◆ Given task ◆
Rewrite the entries below as a numbered list, from the first line through the line containing "point(50, 687)", and leave out any blank lines.

◆ Data supplied ◆

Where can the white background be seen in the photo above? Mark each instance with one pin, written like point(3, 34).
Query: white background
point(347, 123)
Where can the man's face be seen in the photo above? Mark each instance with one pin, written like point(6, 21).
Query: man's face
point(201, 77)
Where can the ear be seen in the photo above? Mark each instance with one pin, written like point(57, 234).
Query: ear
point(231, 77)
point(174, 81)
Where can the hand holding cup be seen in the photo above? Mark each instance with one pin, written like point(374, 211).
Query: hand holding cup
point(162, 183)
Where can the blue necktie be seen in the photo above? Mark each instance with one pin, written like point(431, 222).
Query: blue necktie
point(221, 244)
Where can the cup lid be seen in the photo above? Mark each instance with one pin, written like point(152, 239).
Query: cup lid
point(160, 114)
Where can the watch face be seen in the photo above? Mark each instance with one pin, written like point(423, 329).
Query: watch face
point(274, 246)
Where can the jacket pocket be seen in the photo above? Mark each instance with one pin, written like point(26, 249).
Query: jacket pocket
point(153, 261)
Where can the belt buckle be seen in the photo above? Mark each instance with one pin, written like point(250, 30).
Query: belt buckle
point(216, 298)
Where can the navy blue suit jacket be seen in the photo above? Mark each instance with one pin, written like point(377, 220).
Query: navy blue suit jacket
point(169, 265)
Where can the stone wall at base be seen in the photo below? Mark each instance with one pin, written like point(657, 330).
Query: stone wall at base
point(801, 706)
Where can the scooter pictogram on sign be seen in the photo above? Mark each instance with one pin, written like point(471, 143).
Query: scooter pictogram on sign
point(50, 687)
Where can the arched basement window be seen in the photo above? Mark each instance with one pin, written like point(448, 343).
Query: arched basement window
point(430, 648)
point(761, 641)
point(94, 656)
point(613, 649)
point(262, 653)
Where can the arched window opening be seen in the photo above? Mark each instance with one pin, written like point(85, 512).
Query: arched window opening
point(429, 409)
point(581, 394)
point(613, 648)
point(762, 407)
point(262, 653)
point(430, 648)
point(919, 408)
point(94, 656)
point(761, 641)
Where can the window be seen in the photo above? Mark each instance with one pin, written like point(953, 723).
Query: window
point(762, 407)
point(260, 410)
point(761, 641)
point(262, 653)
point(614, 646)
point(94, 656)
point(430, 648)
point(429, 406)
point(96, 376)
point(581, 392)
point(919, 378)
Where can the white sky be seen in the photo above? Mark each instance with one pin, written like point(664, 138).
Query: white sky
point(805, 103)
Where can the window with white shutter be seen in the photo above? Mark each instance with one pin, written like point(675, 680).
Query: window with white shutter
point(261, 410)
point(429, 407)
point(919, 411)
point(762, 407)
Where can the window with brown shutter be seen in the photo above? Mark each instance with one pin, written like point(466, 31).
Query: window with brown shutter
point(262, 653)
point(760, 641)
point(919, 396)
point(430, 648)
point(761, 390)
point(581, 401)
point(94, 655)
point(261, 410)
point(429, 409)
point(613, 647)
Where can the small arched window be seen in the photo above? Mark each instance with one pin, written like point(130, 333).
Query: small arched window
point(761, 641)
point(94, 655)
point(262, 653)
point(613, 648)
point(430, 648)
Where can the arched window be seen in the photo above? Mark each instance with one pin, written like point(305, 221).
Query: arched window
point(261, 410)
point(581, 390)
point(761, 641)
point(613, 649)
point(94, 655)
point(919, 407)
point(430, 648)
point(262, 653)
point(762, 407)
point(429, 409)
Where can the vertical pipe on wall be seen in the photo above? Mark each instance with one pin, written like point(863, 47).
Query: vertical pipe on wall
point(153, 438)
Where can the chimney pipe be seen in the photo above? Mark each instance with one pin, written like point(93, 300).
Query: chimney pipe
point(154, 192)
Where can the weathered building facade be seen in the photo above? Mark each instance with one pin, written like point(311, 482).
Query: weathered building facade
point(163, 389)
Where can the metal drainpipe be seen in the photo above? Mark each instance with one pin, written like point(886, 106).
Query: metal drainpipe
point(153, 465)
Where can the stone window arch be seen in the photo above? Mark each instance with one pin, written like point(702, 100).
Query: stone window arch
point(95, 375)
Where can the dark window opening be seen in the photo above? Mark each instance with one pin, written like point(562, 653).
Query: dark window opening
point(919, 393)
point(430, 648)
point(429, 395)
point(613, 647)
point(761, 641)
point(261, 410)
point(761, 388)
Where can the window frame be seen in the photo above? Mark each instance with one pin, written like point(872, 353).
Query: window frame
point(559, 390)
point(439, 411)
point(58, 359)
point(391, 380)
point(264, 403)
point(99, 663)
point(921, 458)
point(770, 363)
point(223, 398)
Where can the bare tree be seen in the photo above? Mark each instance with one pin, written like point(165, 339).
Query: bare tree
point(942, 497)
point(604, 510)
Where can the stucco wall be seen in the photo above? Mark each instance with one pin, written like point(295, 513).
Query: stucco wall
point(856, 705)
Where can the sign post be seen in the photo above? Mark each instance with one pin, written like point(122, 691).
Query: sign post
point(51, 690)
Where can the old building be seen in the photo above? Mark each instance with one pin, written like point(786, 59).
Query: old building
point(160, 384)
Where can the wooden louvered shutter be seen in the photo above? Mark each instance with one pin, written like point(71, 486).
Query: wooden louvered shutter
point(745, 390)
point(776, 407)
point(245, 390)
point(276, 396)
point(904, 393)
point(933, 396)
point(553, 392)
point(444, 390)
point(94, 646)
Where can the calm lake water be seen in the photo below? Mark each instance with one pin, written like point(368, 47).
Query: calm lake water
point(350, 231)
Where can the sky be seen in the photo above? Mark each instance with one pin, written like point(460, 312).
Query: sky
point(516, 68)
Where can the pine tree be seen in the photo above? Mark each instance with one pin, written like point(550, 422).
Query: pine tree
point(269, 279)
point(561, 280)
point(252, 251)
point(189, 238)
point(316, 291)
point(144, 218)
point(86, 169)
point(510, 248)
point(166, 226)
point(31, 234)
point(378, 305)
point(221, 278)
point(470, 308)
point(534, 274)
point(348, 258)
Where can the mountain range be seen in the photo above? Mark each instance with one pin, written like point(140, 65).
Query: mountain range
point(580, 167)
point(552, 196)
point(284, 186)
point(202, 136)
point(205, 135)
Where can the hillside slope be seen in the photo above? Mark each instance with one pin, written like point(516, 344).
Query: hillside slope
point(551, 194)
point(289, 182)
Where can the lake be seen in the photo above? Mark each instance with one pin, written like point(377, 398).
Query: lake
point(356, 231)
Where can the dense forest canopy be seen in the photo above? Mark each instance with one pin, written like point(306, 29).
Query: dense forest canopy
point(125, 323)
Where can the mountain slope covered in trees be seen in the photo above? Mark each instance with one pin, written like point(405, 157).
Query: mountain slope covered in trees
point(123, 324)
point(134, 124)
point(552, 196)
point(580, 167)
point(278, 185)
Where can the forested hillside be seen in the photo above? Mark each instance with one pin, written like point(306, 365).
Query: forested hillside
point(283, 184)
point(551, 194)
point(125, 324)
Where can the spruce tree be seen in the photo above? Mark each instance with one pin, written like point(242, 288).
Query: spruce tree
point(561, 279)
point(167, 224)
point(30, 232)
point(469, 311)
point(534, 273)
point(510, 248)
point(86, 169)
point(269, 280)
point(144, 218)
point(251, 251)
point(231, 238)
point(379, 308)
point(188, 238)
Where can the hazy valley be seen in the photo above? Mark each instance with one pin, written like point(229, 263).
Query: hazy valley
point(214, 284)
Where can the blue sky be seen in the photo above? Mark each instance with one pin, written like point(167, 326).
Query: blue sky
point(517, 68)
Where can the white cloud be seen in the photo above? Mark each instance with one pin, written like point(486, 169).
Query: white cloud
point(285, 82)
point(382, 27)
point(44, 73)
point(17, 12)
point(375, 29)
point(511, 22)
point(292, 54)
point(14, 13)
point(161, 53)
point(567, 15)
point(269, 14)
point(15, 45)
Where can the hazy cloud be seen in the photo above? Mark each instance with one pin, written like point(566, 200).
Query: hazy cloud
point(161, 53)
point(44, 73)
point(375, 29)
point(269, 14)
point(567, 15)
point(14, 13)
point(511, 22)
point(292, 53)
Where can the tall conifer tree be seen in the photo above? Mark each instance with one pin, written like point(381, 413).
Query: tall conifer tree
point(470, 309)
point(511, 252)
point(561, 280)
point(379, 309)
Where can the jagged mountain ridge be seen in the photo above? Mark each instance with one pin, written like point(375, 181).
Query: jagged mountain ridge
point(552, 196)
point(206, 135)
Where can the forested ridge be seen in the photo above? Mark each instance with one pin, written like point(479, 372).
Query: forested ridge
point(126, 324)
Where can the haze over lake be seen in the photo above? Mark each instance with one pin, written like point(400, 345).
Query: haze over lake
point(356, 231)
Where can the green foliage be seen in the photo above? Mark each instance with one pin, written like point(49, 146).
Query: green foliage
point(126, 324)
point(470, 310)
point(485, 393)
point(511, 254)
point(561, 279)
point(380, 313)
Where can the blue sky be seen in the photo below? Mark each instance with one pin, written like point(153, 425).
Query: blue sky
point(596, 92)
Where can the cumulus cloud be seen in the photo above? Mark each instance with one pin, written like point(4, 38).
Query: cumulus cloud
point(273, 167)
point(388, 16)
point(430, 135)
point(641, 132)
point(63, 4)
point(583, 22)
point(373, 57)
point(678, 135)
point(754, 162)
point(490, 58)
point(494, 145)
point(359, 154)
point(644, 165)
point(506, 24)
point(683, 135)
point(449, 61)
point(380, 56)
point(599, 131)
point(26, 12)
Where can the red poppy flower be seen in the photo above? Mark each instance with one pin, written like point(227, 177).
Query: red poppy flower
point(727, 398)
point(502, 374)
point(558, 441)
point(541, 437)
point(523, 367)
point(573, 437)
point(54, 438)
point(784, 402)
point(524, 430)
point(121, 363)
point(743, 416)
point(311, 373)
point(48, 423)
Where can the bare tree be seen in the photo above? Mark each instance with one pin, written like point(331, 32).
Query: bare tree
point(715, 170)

◆ Right answer ◆
1. Where can the white background be seen in the photo above? Mark each instance with one pin, written like point(3, 34).
2. Query: white background
3. point(347, 123)
4. Where can the man's face be seen in the photo above? Mark each instance with one pin, written like point(6, 21).
5. Query: man's face
6. point(201, 77)
7. Where can the ear be seen in the photo above? Mark each instance with one pin, written like point(57, 234).
8. Query: ear
9. point(231, 77)
10. point(174, 81)
11. Where can the hand holding cup be seen in the photo above? Mark each instance with one pin, written like point(374, 211).
12. Query: hand holding cup
13. point(162, 183)
14. Where can the blue necktie be seen in the photo above? Mark each instance with one pin, written like point(431, 222).
15. Query: blue necktie
16. point(221, 244)
17. Where can the cup lid be seen in the photo above? Mark each instance with one pin, written like point(152, 239).
18. Query: cup lid
19. point(160, 114)
20. Where can the watch face be seen in the photo above? Mark each instance with one pin, written like point(423, 329).
21. Query: watch face
22. point(274, 246)
23. Where can the jacket pocket be seen in the photo above? Mark each instance with one pin, written like point(26, 249).
24. Query: jacket pocket
25. point(153, 261)
26. Where can the belt buckle be seen in the photo above? Mark each instance with one pin, written like point(250, 30).
27. Query: belt buckle
28. point(216, 298)
29. Where can the navy blue suit jacket be seen in the photo above? Mark each instance with one pin, written like point(377, 220).
30. Query: navy blue suit jacket
31. point(169, 265)
32. Where can the stone wall at base be seen in the photo below? Mark each instance with one pin, written like point(657, 330).
33. Query: stone wall at base
34. point(801, 706)
35. Where can the scooter pictogram on sign be seen in the photo above? Mark each instance with one pin, written like point(471, 143).
36. Query: scooter pictogram on sign
37. point(50, 687)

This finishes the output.